• Required task: Copy the entries from the line containing "of the short" through the last line. Swap "weathered wooden post" for "gray fence post" and leave everything else unchanged.

━━━━━ Data supplied ━━━━━

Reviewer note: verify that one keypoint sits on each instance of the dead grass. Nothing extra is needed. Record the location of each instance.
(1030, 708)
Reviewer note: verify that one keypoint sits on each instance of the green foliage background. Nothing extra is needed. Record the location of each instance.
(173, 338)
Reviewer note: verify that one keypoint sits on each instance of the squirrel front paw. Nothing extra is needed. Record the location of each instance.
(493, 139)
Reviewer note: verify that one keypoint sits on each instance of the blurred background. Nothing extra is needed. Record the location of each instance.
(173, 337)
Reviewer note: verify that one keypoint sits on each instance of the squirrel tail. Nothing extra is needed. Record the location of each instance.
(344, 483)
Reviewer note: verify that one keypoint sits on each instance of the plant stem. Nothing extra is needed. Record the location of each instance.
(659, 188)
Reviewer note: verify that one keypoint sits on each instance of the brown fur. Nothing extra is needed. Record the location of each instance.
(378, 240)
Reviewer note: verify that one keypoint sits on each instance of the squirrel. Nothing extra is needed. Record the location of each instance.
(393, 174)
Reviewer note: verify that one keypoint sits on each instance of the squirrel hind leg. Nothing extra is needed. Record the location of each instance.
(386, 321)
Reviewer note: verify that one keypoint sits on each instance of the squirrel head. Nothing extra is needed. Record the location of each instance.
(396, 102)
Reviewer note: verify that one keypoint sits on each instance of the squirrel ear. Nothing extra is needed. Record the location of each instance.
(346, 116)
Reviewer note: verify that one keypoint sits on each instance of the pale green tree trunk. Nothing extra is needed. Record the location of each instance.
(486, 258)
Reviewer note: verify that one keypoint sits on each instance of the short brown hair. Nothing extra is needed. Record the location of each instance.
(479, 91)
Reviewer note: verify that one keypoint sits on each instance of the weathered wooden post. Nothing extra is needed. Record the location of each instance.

━━━━━

• Answer for the task:
Reviewer note: verify that one keypoint sits on each instance of the short brown hair. Nothing extra is needed. Record the location of each instance.
(479, 91)
Reviewer note: verify that one keypoint sits on each instance of the gray fence post. Nothing extra is needed. Record the location of each instance.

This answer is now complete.